SOURCE TEXT:
--------------------------------------------------

Man who sued over Dylan Thomas copyright must pay costs of failed action
Welshman took proceedings in Ireland against entities in US and New Zealand
Haydn Price who must pay the legal costs of four international agencies he sued for allegedly infringing his copyright online. Photograph: Collins Courts
Welshman Haydn Price, who holds the copyright of a number of Dylan Thomas photographs, was ordered by a judge on Wednesday to pay the legal costs of four international agencies he sued for allegedly infringing his copyright online.
Price, a former BBC journalist now living at Oak Cottage, Kiltegan, Co Wicklow, had failed in the District Court to successfully sue The EW Scripps Company Inc., Cincinnati, Ohio; Tribune Media Services Inc., Illinois; PG Publishing Co. Inc, Pittsburg, Pennsylvania, and Fairfax New Zealand Limited in Wellington and Auckland.
On Wednesday he failed to overturn the decision of the District Court and Judge Jacqueline Linnane, hearing the unsuccessful appeals in the Circuit Civil Court directed that Price separately pay the legal costs of all four defendants for the hearings in both upper and lower courts.
Paul Coughlan, BL, who appeared with fellow barristers Jennifer Good and Theo Donnelly for all defendants, told the court that the District Court had dismissed the cases on the grounds that it did not have jurisdiction to deal with them.
Price’s claim in each case was that the defendants had uploaded a copyrighted image of Dylan Thomas without his permission or licence to do so. He claimed he was entitled to take proceedings in Ireland against what Mr Coughlan described as “separate entities at the other end of the earth” who had no online input to Ireland, a contention thrown out by both courts.

--------------------------------------------------

DATA EXTRACT:
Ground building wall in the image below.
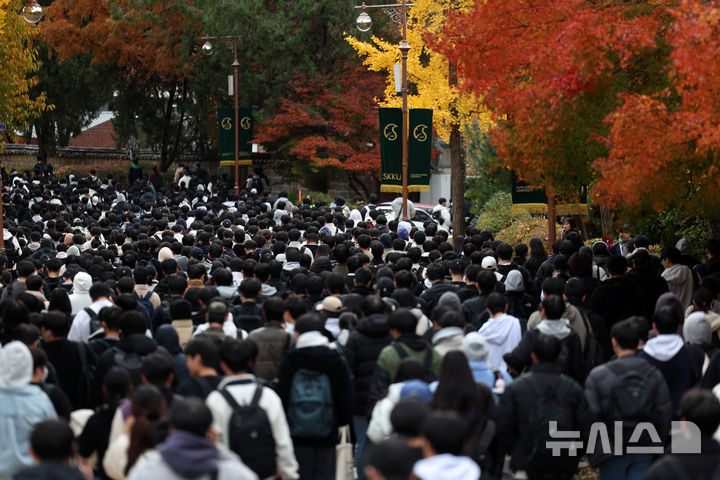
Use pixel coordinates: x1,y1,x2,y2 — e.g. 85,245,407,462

--------------------------------------------------

Using the article about the Dylan Thomas copyright case, answer these:
(a) What job did Haydn Price formerly hold?
(b) On what grounds did the District Court dismiss his cases?
(c) Which judge heard the appeals in the Circuit Civil Court?

RESPONSE FOR THIS EXERCISE:
(a) He was a BBC journalist.
(b) It did not have jurisdiction to deal with them.
(c) Judge Jacqueline Linnane.